┌─ Records shown

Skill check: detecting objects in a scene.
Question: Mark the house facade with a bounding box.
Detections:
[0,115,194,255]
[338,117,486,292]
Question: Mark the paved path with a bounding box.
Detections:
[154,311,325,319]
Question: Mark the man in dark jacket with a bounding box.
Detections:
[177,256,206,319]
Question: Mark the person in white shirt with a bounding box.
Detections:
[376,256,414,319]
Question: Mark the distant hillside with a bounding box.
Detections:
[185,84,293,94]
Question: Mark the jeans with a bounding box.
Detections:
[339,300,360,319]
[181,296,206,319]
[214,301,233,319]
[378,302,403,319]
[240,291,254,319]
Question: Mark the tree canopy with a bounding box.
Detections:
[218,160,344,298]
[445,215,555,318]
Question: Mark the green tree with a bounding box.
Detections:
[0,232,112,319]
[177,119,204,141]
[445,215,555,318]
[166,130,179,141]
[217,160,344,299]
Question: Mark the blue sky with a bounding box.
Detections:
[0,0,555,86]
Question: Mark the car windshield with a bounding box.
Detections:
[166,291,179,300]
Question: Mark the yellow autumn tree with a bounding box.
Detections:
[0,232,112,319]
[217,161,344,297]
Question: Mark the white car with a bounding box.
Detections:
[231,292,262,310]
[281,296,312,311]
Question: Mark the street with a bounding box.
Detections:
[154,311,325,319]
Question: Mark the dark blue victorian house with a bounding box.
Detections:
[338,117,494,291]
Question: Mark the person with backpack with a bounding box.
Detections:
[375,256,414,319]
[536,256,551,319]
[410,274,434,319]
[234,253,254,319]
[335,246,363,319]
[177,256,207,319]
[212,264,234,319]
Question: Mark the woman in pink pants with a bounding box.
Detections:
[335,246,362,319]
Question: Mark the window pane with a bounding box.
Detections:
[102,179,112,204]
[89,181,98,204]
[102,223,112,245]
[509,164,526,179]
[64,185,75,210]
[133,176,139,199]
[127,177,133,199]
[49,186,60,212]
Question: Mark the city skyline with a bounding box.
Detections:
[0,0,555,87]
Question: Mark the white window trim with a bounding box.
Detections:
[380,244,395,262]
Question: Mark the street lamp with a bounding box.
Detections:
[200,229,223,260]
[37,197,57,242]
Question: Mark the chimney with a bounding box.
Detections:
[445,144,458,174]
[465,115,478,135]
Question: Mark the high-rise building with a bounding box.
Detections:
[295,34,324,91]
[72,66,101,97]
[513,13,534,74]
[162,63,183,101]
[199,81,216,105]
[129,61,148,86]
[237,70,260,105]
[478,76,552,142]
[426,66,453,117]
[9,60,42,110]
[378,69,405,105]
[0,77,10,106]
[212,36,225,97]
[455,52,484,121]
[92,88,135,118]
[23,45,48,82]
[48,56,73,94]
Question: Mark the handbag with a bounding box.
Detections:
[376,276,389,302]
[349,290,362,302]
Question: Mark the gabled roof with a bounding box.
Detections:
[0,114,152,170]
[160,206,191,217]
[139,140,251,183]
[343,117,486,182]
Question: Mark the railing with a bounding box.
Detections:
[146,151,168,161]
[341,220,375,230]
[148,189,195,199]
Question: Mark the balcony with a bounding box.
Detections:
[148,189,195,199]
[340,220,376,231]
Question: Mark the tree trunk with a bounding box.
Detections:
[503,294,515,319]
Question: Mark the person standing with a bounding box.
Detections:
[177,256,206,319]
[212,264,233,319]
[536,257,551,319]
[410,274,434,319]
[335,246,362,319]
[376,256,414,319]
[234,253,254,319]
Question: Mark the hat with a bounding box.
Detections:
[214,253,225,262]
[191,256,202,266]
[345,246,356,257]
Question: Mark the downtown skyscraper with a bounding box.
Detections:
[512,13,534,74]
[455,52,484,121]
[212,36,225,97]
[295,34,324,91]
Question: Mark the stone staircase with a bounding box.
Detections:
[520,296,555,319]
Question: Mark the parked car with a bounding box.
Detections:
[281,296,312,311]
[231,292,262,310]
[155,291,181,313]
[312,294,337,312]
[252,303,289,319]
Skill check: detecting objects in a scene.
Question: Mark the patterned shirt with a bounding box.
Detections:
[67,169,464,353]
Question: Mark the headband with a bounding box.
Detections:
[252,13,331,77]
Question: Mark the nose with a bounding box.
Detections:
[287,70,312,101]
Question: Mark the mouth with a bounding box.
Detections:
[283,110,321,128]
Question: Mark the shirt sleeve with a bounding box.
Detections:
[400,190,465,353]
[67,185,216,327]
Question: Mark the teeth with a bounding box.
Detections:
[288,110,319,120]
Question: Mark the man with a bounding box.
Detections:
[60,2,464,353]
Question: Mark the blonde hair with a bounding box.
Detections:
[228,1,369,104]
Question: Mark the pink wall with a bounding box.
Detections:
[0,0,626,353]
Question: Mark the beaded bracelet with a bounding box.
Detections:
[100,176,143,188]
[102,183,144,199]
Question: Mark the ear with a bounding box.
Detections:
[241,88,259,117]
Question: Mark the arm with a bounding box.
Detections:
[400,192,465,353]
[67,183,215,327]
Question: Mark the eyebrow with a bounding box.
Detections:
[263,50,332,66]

└─
┌─ Records shown

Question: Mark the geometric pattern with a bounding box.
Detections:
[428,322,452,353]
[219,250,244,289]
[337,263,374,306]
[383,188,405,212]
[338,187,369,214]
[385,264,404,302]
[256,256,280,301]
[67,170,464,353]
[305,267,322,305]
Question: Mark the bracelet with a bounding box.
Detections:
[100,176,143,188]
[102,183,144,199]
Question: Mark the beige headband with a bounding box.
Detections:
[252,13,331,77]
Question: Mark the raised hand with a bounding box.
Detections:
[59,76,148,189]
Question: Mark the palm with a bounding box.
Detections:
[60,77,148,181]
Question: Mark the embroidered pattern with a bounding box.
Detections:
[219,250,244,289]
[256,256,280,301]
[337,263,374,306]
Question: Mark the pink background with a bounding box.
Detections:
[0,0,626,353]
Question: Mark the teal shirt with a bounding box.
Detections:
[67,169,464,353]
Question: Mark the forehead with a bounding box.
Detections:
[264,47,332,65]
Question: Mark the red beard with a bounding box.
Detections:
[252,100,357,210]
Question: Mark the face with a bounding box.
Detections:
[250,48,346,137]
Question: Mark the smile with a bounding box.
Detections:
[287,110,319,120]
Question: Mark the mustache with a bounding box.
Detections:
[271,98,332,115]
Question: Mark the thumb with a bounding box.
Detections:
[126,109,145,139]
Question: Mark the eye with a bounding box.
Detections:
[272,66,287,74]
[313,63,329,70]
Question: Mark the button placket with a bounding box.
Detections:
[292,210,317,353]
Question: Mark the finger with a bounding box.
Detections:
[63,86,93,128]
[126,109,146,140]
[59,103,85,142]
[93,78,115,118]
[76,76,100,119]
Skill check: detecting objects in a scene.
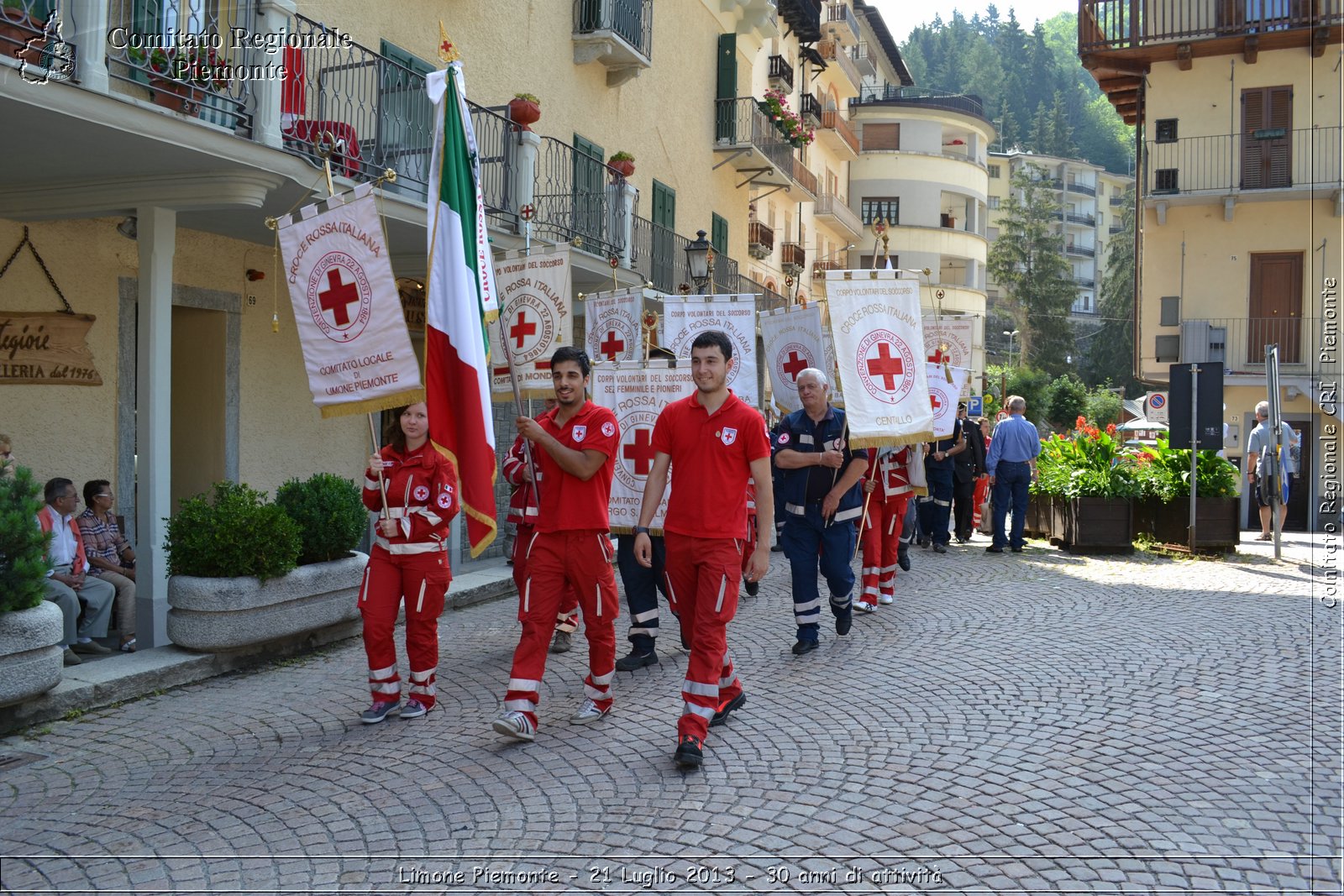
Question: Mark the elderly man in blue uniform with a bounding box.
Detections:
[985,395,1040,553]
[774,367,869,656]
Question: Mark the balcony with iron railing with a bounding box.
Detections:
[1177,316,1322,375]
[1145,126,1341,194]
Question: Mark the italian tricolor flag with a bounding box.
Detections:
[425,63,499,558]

└─

**Problem details:** Rewrite everything from the row containing "Question: Mark the window" down to the row containing "[37,197,57,242]", replacing "street lamp" with "lamp post" and leaving all else unchanged.

**Solved exercise:**
Question: Mark the window pane with a bounding box.
Detections:
[102,179,112,204]
[89,181,98,204]
[102,223,112,245]
[509,164,526,179]
[64,185,75,210]
[133,176,139,199]
[127,177,133,199]
[49,186,60,212]
Question: Mark the city skyline with a bounding box.
Detections:
[0,0,555,87]
Question: Mark the white window trim with a bounding box.
Detections:
[380,244,395,262]
Question: Mark the lamp post with a bounding box.
Detections:
[200,229,223,260]
[37,197,57,242]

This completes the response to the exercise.